_Set exercise:_ Can you return, unchanged, the lines from the one containing "strip. Return only the coordinates." up to and including the last line of the entries below?

_Source material:_

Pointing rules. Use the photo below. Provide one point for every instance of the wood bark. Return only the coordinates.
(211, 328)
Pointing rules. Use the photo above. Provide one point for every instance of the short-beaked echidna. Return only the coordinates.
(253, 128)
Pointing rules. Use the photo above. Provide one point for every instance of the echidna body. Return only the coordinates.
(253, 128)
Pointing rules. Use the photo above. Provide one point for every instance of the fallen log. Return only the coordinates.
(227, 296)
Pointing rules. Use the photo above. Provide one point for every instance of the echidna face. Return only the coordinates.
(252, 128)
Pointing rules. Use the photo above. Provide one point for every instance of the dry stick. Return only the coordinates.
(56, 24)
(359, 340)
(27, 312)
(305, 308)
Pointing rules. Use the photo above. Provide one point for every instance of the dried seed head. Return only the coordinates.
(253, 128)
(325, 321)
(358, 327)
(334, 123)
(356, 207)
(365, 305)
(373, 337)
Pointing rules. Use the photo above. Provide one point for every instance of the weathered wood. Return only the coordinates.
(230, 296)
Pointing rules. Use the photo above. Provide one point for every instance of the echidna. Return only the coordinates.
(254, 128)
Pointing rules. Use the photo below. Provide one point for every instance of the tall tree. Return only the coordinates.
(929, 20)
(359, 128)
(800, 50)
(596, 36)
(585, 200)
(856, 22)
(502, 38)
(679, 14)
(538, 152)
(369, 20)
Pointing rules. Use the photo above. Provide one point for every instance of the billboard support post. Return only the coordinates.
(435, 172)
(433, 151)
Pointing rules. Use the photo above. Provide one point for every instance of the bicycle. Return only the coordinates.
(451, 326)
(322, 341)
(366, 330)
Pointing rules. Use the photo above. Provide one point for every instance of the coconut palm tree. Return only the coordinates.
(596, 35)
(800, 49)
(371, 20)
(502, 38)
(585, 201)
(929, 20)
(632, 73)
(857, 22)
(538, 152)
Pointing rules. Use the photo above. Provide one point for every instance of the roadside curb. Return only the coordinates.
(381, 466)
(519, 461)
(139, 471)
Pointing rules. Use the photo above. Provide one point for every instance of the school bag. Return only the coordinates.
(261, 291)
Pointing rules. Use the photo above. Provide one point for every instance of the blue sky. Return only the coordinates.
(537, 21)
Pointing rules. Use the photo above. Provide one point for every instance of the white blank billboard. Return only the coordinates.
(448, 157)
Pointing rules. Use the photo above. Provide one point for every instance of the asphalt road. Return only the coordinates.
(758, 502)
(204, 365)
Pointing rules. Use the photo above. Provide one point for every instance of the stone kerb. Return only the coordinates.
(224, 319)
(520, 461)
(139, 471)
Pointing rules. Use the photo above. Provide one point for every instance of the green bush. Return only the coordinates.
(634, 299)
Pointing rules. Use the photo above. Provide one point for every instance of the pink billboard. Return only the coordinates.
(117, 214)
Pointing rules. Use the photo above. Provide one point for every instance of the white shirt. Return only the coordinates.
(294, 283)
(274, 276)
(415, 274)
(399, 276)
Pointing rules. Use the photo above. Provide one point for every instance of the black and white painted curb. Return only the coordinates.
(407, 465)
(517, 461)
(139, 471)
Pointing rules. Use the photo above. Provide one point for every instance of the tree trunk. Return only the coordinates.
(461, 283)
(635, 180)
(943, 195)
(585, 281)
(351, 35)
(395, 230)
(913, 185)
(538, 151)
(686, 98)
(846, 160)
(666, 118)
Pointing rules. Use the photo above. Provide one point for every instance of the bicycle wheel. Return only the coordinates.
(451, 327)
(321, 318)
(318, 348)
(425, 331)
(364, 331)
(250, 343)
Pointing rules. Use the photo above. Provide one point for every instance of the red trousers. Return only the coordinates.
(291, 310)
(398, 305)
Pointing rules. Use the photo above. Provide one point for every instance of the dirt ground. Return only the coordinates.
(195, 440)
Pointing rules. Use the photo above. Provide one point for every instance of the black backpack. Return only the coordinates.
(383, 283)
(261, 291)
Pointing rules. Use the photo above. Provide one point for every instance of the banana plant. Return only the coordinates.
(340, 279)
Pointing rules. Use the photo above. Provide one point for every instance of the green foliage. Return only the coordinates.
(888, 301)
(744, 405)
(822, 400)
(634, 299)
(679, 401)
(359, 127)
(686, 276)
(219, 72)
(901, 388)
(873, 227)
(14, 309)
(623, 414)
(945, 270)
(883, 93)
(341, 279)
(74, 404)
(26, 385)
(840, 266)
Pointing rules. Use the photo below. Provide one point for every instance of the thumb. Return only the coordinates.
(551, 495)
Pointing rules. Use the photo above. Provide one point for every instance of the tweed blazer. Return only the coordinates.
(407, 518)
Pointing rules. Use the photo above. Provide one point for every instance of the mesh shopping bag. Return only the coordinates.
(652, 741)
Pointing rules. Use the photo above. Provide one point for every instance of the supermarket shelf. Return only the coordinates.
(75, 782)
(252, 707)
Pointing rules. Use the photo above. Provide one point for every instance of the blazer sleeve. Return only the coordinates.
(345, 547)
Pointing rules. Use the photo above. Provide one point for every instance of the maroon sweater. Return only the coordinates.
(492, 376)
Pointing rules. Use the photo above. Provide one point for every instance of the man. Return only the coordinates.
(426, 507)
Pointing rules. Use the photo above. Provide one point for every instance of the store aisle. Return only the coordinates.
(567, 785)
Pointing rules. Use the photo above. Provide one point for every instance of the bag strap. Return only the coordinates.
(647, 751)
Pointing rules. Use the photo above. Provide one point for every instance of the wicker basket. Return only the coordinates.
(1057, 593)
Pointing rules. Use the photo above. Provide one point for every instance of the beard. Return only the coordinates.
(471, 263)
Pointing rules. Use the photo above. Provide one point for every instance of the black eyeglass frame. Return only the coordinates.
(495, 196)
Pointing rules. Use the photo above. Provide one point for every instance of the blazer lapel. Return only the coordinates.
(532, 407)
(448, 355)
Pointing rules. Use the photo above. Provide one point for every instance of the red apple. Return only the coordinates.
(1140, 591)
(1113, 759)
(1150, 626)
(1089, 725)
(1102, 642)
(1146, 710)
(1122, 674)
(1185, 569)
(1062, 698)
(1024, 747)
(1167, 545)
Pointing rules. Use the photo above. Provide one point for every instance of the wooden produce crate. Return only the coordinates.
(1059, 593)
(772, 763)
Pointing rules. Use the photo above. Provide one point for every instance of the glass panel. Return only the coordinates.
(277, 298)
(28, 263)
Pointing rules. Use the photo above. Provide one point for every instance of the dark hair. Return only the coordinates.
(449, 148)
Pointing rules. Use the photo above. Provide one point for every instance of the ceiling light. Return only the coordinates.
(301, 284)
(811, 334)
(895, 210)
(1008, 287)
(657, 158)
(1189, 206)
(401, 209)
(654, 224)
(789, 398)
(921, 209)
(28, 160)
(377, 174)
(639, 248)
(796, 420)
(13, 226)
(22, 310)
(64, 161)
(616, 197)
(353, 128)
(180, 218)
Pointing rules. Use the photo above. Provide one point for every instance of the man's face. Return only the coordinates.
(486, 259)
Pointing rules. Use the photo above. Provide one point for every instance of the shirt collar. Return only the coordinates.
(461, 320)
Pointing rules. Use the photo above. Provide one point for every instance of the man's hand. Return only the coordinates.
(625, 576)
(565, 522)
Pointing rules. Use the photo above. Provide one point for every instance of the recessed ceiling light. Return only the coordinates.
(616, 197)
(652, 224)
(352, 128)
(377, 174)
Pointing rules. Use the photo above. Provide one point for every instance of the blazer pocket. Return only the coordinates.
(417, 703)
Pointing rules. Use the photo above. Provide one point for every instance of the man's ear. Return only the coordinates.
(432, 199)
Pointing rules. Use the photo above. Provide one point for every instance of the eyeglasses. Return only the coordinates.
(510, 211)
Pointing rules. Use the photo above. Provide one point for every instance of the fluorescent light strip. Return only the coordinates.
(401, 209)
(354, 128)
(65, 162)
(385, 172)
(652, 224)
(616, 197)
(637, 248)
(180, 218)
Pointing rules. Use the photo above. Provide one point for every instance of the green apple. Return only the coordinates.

_Answer in full:_
Pointing rules. Use the photo above. Provide one point for every instance of the fluorescent light strip. Return only the coordinates.
(401, 209)
(354, 128)
(65, 162)
(385, 172)
(652, 224)
(616, 197)
(637, 248)
(180, 218)
Pointing rules. Use the photo above. Provide one point for every instance of the green apple. Return only the coordinates.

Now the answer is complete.